**** Excerto de texto

Neste contexto, incluem-se nesta edição excertos de «O Pequeno Livro do Grande Terramoto» 1, escrito, em 2019, pelo Deputado Rui Tavares, com a descrição do terramoto de 1755.
«Ouviu-se um ruído cavo e grave - «rugido tao medonho como o de hum espantoso Trovão» - e em simultâneo a terra tremeu. De imediato sentiu-se uma vibração apenas suficiente para fazer dançar as folhas de papel em cima de uma mesa, mas de contínuo aumentou «com tão violento, e estranho movimento, que logo indicou não ser puramente tremor». Objetos maiores caíram das prateleiras, molduras e crucifixos pregados às paredes balançavam como se fossem barbatanas de um peixe fora de água (…). Os próprios edifícios começavam já a balançar para trás e para diante. A terra vibrava como se fosse atravessada por uma onda, disseram depois várias testemunhas - e muito corretamente, uma vez que o sismo é de facto uma onda de energia. (…)
Aparentemente os edifícios começaram a ruir a partir do segundo minuto de sismo. O vaivém das paredes tinha deixado os telhados sem sustentação. As telhas caíam, e depois delas os travejamentos e tudo o que neles estava suspenso, incluindo os candelabros acesos das igrejas. A queda dos telhados matou, feriu ou imobilizou imediatamente grande parte dos fiéis que se encontravam nas igrejas - além de por vezes lhes ter tapado as saídas - enquanto as chamas dos candelabros se propagavam rapidamente às madeiras. Nas ruas, as pessoas eram atingidas por pedaços de revestimento, telhas soltas, até varandas e paredes inteiras.
Diz-se que trinta segundos de abalo sísmico parecem, à pessoa que os vive, intermináveis. Mas vieram trinta segundos e passaram trinta segundos, e mais trinta e mais trinta. A determinada altura o abalo deteve-se por um pouco, permitindo uma certa respiração aos lisboetas. Mas esta interrupção, e mesmo uma segunda, duraram apenas alguns segundos. O regresso dos abalos era mais forte ainda e a reação das pessoas, que no primeiro embate parece ter sido mais de espanto, deve ter passado rapidamente ao pânico. O que se passava afinal? Os sismos fortes em Lisboa não eram tão comuns que permitissem a uma geração ter disso memória recente. Havia, evidentemente, uma reminiscência coletiva do terramoto de 1531 – o outro grande terramoto de Lisboa -, mas 1531 estava a uma distância quase tão grande como a que nos separa de 1755. O terramoto de 1531 tinha sido coisa do tempo dos avós dos avós dos avós dos lisboetas de 1755.

********

__Descrição da tarefa__:
Cite, sem qualquer alteração, o trecho do excerto sobre o terramoto de 1755 que vai desde "Aparentemente os edifícios" até "e paredes inteiras.", inclusive. Os itens abaixo não têm qualquer relação com o excerto.

**** Itens fornecidos

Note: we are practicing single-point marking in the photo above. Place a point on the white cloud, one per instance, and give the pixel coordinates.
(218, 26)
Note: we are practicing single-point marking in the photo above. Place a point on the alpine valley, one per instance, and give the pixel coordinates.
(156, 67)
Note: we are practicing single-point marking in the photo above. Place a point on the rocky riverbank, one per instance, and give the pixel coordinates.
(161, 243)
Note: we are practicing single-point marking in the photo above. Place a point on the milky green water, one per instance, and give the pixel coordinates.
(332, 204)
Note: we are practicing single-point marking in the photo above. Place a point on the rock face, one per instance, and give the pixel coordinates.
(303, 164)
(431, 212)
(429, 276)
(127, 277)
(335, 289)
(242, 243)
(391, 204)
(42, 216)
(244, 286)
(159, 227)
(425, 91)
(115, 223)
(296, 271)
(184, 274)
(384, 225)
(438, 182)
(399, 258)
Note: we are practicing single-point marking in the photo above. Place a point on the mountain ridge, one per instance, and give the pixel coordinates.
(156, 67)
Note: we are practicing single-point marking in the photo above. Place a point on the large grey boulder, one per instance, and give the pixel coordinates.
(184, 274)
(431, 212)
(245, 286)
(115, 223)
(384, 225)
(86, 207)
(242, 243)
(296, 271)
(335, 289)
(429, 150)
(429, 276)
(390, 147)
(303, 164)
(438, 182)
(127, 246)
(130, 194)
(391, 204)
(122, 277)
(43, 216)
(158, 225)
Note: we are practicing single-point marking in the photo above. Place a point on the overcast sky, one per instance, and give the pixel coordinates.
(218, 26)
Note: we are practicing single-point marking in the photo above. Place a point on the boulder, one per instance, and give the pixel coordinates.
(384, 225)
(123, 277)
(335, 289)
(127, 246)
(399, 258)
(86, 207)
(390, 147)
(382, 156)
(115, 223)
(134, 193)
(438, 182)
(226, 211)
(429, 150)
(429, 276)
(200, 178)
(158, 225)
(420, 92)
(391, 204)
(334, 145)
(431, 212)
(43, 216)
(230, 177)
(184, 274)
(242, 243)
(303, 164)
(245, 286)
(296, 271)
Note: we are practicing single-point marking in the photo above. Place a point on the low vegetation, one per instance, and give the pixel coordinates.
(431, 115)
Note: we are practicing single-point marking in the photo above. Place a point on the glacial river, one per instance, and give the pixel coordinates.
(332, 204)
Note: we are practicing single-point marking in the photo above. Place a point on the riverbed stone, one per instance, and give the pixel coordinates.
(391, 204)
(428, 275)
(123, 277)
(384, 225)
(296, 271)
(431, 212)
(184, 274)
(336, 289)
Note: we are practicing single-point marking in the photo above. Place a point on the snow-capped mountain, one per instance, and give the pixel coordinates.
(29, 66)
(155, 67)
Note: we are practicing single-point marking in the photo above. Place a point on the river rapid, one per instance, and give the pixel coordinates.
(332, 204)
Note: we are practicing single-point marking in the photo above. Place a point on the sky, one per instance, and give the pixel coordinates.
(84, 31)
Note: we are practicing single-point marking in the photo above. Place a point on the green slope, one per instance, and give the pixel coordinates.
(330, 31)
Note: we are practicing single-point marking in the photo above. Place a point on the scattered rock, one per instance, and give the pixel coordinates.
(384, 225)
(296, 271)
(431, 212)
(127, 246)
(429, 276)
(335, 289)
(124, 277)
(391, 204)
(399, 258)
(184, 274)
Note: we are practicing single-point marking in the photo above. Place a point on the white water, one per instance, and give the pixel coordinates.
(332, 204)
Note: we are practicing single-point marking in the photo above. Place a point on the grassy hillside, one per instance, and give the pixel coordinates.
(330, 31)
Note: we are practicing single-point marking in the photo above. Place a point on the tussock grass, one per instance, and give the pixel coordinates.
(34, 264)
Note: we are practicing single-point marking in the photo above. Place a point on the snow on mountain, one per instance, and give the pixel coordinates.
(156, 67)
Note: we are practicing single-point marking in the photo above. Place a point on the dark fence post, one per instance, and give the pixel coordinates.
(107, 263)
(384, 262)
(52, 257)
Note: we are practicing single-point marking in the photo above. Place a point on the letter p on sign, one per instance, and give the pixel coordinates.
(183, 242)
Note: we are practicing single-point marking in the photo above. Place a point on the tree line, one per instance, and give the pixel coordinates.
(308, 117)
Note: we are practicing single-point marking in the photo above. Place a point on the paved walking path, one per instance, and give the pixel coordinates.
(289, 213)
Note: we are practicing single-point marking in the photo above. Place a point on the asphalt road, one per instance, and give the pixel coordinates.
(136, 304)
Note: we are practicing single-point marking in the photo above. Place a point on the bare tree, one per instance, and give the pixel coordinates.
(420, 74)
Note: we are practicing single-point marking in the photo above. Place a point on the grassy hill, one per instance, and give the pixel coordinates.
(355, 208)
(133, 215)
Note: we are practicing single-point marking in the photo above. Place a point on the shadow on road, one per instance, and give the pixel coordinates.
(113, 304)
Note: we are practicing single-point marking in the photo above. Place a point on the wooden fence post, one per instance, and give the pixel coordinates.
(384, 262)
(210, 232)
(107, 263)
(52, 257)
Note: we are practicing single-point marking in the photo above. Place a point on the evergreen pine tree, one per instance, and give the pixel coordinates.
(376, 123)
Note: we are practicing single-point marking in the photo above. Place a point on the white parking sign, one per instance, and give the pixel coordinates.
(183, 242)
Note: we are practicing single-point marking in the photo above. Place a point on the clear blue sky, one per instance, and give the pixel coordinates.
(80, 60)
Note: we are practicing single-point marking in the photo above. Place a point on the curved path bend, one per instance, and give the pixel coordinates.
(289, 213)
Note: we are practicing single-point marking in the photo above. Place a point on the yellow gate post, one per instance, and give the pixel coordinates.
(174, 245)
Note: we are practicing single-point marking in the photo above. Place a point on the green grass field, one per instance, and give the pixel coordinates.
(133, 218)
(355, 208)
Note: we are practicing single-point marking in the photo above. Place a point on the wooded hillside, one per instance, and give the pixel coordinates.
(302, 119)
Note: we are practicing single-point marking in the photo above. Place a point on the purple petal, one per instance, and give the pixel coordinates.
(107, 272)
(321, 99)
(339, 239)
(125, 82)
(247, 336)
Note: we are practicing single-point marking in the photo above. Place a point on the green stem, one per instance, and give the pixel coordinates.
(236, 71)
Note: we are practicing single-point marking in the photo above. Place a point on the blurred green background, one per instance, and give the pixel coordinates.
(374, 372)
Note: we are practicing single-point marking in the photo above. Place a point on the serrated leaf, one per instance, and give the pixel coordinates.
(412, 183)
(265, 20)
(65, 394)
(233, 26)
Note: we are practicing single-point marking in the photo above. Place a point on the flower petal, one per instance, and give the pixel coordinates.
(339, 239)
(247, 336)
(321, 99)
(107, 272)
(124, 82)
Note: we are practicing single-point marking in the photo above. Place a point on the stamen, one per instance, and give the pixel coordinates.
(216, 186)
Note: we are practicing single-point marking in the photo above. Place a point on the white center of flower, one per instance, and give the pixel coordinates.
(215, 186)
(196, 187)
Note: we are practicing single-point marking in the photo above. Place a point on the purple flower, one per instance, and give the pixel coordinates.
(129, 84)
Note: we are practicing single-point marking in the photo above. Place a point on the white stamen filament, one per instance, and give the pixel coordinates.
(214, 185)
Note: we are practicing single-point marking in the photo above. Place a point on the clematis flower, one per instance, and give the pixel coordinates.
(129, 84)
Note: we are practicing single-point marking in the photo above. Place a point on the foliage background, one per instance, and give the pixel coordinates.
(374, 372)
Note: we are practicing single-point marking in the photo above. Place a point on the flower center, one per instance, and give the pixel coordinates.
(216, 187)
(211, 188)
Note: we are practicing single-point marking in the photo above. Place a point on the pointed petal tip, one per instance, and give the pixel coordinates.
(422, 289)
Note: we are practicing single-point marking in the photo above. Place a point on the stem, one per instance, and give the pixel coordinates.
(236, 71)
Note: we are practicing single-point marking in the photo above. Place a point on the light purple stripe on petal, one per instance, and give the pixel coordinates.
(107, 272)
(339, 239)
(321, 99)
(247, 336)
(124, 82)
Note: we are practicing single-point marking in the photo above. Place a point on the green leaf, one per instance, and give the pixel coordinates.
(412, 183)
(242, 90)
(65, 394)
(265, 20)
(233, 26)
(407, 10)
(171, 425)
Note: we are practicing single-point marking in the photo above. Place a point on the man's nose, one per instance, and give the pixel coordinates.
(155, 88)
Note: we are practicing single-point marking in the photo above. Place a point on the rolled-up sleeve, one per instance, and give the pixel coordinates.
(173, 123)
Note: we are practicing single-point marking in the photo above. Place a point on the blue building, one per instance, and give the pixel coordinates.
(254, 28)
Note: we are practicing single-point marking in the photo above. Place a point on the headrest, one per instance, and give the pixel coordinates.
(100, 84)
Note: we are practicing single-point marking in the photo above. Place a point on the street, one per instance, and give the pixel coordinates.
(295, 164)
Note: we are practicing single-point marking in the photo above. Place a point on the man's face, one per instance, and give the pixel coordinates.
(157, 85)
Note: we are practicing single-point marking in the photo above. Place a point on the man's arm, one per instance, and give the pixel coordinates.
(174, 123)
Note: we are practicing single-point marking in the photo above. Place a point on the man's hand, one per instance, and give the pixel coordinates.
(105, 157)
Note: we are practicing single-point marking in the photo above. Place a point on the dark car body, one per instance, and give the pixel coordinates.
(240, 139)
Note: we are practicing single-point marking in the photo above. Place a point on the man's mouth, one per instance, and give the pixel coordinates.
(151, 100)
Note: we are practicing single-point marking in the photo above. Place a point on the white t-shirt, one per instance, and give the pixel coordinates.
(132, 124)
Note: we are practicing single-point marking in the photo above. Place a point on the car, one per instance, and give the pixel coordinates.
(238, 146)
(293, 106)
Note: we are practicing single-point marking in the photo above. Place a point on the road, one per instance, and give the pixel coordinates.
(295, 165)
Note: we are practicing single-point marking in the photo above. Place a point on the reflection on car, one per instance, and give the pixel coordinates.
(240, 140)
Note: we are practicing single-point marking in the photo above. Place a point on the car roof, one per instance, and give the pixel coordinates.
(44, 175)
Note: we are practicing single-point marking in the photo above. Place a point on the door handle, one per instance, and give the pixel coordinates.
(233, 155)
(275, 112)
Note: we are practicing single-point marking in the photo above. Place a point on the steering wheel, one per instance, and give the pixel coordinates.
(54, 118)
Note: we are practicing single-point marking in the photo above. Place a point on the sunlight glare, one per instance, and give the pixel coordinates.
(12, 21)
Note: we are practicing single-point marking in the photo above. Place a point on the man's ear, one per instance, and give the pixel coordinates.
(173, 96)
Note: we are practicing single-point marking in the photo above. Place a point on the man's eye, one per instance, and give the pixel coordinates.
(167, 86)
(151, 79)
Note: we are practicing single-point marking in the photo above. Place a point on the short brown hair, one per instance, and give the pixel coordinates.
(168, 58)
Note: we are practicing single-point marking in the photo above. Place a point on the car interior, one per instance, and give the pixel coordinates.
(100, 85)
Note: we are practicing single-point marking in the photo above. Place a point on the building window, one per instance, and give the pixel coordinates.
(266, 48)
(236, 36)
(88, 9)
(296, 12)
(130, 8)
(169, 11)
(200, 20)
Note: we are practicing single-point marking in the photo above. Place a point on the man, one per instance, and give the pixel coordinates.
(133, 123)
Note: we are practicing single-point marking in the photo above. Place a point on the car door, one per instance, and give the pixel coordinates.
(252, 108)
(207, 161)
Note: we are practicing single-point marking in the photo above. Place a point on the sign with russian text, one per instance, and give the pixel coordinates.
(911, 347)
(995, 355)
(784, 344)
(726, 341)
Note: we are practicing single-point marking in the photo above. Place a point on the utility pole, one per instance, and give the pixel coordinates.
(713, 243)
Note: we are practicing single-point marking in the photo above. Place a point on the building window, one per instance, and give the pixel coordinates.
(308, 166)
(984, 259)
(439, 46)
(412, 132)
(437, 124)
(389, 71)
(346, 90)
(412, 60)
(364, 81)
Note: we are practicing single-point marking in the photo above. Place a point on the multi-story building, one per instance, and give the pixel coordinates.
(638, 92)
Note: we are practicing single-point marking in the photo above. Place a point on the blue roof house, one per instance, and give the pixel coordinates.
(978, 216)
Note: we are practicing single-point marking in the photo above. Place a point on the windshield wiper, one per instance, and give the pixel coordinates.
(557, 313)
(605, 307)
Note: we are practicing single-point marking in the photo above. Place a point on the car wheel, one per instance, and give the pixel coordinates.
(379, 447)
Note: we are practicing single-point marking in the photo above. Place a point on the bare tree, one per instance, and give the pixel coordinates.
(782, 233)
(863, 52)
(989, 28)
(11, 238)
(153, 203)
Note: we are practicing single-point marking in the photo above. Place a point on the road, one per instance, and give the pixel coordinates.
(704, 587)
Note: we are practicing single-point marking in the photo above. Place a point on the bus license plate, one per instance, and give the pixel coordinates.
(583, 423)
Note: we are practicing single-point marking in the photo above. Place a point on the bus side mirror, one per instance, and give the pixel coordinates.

********

__Resolução do exercício__:
Aparentemente os edifícios começaram a ruir a partir do segundo minuto de sismo. O vaivém das paredes tinha deixado os telhados sem sustentação. As telhas caíam, e depois delas os travejamentos e tudo o que neles estava suspenso, incluindo os candelabros acesos das igrejas. A queda dos telhados matou, feriu ou imobilizou imediatamente grande parte dos fiéis que se encontravam nas igrejas - além de por vezes lhes ter tapado as saídas - enquanto as chamas dos candelabros se propagavam rapidamente às madeiras. Nas ruas, as pessoas eram atingidas por pedaços de revestimento, telhas soltas, até varandas e paredes inteiras.